--- begin ---

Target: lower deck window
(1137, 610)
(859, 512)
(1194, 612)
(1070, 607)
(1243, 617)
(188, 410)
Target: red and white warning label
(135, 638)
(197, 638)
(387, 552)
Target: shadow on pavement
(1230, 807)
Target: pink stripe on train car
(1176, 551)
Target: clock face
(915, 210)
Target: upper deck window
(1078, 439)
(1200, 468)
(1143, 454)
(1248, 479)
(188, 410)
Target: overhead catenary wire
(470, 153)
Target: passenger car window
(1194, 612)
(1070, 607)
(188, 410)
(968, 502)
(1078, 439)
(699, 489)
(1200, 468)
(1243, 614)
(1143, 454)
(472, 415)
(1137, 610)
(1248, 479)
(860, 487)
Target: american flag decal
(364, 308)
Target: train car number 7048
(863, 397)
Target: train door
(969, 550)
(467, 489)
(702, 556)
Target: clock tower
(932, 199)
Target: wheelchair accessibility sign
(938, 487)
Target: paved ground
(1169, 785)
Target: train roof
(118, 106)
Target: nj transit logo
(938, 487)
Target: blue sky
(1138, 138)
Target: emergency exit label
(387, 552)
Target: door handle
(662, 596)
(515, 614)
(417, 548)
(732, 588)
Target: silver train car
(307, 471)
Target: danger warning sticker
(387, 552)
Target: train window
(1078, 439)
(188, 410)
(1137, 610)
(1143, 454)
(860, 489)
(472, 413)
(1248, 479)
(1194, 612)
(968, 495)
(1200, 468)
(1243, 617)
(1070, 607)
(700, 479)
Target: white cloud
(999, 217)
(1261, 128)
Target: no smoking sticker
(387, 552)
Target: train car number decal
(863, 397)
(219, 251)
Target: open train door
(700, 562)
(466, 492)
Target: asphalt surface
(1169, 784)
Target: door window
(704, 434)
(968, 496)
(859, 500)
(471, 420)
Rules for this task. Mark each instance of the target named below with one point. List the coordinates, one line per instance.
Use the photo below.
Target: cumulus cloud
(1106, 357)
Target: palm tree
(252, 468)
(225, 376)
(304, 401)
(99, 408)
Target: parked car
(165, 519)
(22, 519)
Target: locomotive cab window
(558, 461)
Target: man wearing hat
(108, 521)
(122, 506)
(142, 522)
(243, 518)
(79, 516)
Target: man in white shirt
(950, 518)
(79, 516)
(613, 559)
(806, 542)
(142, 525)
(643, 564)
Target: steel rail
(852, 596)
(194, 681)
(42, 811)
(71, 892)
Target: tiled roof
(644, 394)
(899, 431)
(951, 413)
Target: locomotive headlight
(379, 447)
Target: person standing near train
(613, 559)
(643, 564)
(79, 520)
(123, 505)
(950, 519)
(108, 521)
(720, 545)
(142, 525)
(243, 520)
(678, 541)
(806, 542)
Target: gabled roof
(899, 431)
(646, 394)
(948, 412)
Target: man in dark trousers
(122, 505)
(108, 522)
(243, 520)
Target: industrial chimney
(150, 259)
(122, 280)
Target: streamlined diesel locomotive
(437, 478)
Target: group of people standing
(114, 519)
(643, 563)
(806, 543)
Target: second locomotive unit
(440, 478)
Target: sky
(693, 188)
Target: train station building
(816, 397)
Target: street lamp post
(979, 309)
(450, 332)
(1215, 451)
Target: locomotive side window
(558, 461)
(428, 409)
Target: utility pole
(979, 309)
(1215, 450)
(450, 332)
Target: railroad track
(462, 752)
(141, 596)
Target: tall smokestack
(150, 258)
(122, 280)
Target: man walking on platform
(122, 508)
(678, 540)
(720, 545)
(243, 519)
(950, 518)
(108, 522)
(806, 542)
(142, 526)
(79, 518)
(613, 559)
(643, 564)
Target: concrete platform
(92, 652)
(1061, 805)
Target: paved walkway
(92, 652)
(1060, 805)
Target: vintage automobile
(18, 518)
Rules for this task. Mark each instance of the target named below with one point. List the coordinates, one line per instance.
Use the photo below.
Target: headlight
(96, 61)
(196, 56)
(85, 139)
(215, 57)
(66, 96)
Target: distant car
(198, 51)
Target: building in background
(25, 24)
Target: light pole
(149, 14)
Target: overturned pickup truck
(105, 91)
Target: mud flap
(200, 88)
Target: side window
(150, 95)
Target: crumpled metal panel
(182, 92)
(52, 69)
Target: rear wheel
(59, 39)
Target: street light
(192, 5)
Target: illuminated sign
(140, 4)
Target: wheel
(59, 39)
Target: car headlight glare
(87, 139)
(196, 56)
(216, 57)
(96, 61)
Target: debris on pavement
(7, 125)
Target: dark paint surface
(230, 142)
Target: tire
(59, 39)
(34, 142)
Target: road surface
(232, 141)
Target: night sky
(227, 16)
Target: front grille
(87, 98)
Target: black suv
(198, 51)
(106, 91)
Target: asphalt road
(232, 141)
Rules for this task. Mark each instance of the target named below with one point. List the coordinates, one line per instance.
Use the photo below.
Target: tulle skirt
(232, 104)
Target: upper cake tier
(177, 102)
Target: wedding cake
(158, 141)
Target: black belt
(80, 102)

--- end ---
--- begin ---

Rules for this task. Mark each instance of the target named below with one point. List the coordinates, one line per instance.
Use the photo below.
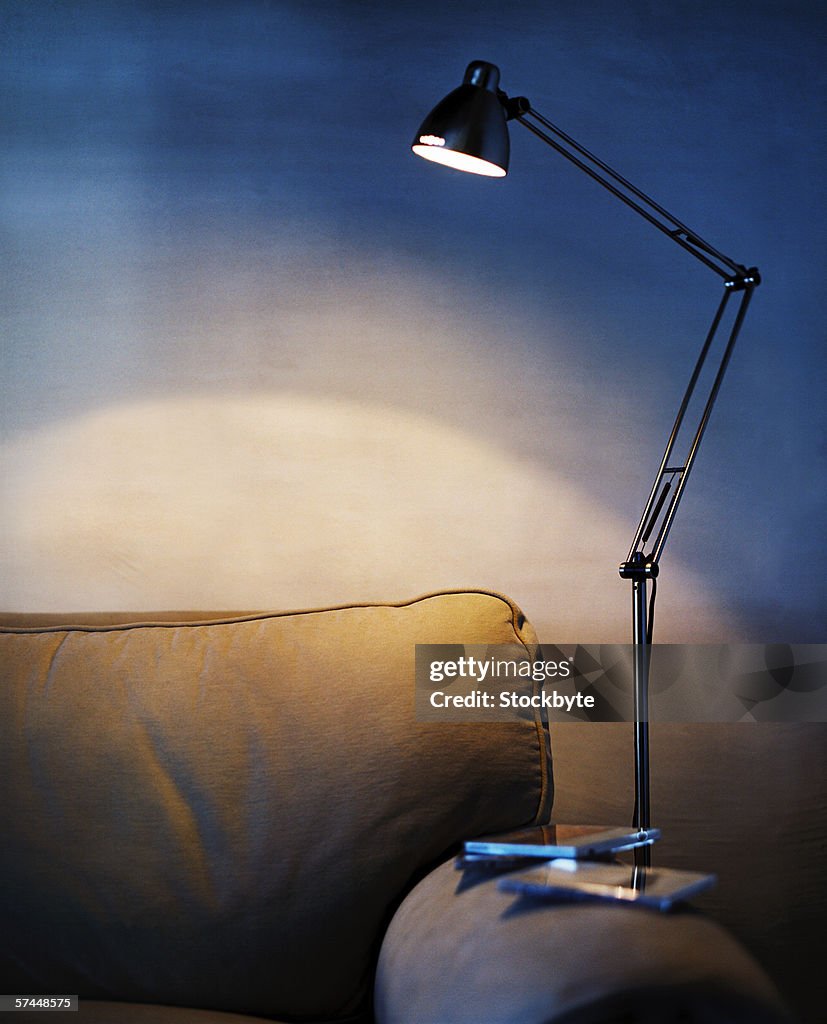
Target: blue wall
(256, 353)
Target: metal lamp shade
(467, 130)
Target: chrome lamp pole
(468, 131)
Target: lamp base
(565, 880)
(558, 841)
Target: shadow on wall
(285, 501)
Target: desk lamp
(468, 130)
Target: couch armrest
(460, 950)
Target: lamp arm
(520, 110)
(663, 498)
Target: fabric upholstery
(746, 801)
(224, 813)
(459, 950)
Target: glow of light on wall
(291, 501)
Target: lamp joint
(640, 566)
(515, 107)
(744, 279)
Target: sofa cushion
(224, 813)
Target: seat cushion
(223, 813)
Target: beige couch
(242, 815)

--- end ---
--- begin ---

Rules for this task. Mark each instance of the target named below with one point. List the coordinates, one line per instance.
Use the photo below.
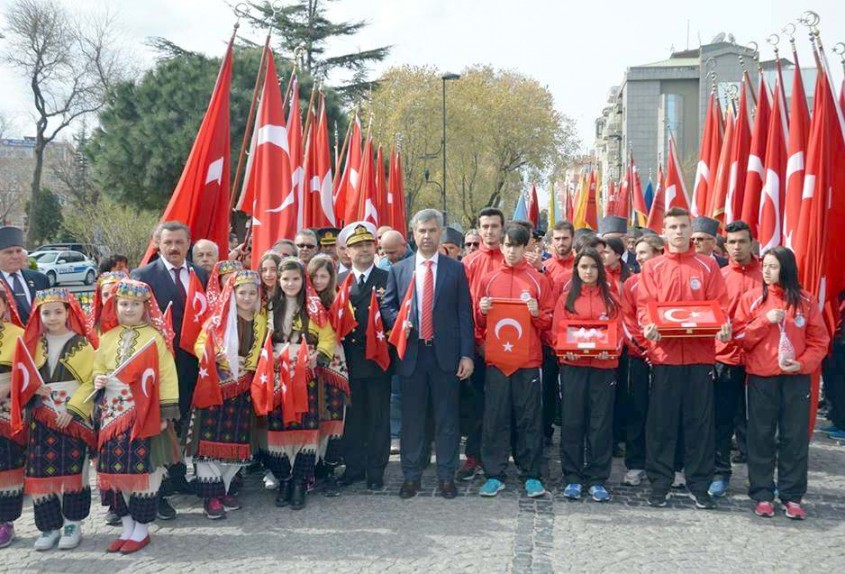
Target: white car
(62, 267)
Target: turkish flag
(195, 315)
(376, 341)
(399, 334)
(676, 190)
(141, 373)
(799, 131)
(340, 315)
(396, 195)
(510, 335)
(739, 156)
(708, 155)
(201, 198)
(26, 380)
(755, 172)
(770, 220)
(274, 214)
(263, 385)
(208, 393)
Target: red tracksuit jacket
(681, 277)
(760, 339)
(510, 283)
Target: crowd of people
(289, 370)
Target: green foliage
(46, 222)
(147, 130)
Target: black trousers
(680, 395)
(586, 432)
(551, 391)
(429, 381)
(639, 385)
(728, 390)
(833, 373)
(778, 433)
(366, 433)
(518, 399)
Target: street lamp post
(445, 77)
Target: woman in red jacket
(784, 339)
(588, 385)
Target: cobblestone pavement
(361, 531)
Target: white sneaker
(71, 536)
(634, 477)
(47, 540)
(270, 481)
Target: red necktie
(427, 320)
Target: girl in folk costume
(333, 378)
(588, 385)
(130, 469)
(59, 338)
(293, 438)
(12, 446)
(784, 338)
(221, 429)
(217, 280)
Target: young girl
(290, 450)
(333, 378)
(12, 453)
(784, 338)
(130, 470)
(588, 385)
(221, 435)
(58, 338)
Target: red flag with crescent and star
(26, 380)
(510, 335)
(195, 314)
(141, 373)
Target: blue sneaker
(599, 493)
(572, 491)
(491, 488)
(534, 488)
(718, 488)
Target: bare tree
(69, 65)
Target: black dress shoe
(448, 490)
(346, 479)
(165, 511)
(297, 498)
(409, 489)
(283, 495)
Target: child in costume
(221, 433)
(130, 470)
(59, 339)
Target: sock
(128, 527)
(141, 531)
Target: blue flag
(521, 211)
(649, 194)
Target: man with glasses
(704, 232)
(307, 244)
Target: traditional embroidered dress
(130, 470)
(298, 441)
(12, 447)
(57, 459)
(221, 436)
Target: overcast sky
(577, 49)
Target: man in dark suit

--- end ---

WHAT TO PRODUCE | From the material above, pull out each line that contains the string "building" and reproduce those lines.

FINISHED TASK |
Target: train station building
Target: building in background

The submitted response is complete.